Der U-Boot-Bunker von La Pallice (auch als U-Boot-Bunker La Rochelle bezeichnet) ist ein Bunkerkomplex aus dem Zweiten Weltkrieg im Vorort La Pallice der französischen Hafenstadt La Rochelle. In diesem durch zwei Schleusen vor den Gezeiten geschützten Bunkerkomplex mit zuletzt zehn Liegeplätzen („Zellen“) für insgesamt dreizehn U-Boote war die 3. U-Boot-Flottille der deutschen Kriegsmarine untergebracht. Der Werftbunker wurde im alten Industriehafen von La Rochelle errichtet.

Geschichte[Bearbeiten | Quelltext bearbeiten]

Bau des Bunkers im Oktober 1942
Bauarbeiten im Oktober 1942
Durchlassschein für Arbeiter 1942

Im Juni 1940 besetzten Truppen der Wehrmacht im Westfeldzug den Norden Frankreichs. Nach der verlorenen Luftschlacht um England erfolgte eine deutliche Schwerpunktlegung des Seekrieges auf die Versorgungsrouten der Britischen Inseln. Im April 1941 begann der Bau des U-Boot-Stützpunkts im Industriehafen La Pallice. Das Bauprojekt und seine Konstruktion wurden durch die Organisation Todt durchgeführt.
------------------------------
AUFGABEN -
• 1. Passen diese drei Aussagen zum Auszug? Antworte jeweils mit Ja oder Nein und zitiere die Worte aus dem Auszug, die es entscheiden.
(a) Der Bunkerkomplex hatte zuletzt zehn Liegeplätze.
(b) Mit dem Bau des Stützpunkts wurde im Juni 1940 begonnen.
(c) Die Organisation Todt hat den Bau durchgeführt.
• 2. Wozu dienen die zwei Schleusen laut dem Auszug über den U-Boot-Bunker von La Pallice?

DATENSATZ -
------------------------------
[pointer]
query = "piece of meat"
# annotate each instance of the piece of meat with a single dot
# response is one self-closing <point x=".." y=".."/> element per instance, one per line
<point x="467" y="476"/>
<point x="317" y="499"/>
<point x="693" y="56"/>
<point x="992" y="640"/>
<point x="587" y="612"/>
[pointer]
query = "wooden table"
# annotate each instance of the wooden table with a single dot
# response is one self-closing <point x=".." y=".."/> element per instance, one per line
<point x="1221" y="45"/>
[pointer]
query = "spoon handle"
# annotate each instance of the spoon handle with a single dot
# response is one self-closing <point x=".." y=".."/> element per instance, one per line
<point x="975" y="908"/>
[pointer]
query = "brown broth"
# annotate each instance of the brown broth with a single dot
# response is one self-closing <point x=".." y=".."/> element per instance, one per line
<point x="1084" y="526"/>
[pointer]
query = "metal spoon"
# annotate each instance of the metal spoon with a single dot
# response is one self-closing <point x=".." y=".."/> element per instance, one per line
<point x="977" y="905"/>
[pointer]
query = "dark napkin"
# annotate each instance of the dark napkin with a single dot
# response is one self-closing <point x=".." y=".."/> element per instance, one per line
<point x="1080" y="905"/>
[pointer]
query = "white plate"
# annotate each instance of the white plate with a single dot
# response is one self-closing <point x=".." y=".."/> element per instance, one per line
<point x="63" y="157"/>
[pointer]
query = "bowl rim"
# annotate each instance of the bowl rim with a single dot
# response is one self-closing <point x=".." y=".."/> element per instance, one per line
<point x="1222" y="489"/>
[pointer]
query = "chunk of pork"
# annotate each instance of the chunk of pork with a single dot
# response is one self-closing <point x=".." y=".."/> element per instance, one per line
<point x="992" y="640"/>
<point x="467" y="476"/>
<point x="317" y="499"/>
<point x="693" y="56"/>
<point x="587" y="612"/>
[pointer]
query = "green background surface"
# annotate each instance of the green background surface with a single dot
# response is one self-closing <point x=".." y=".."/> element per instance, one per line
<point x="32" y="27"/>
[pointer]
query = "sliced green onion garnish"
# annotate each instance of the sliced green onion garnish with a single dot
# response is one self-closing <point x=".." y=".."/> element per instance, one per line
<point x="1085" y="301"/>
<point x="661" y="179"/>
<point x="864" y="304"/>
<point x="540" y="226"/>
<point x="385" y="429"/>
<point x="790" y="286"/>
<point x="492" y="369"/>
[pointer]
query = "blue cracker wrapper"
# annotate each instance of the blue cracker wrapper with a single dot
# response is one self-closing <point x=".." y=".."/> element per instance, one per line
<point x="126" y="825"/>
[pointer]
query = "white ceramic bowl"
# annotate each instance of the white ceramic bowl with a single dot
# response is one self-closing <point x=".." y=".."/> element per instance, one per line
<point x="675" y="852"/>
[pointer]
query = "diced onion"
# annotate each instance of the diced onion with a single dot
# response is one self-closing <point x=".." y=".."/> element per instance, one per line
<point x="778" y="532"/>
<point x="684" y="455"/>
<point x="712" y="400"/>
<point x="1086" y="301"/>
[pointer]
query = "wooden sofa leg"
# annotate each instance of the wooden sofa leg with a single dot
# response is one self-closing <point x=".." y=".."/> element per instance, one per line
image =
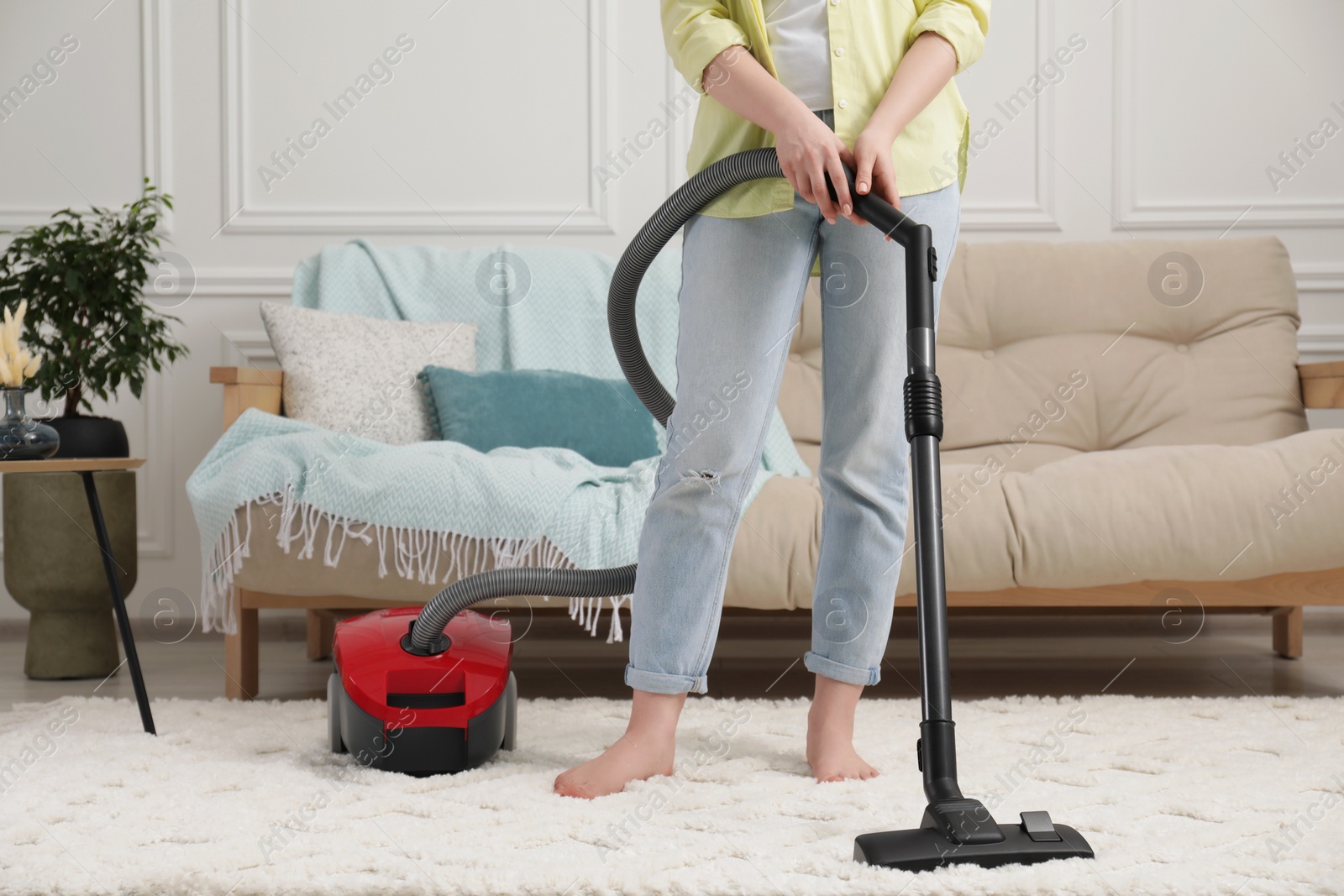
<point x="322" y="629"/>
<point x="241" y="669"/>
<point x="1288" y="633"/>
------------------------------
LÖSUNGEN -
• 1.
(a) Ja: „mit zuletzt zehn Liegeplätzen“
(b) Nein: „Im April 1941 begann der Bau des U-Boot-Stützpunkts im Industriehafen La Pallice.“
(c) Ja: „Das Bauprojekt und seine Konstruktion wurden durch die Organisation Todt durchgeführt.“

• 2. Die zwei Schleusen schützen den Bunkerkomplex vor den Gezeiten.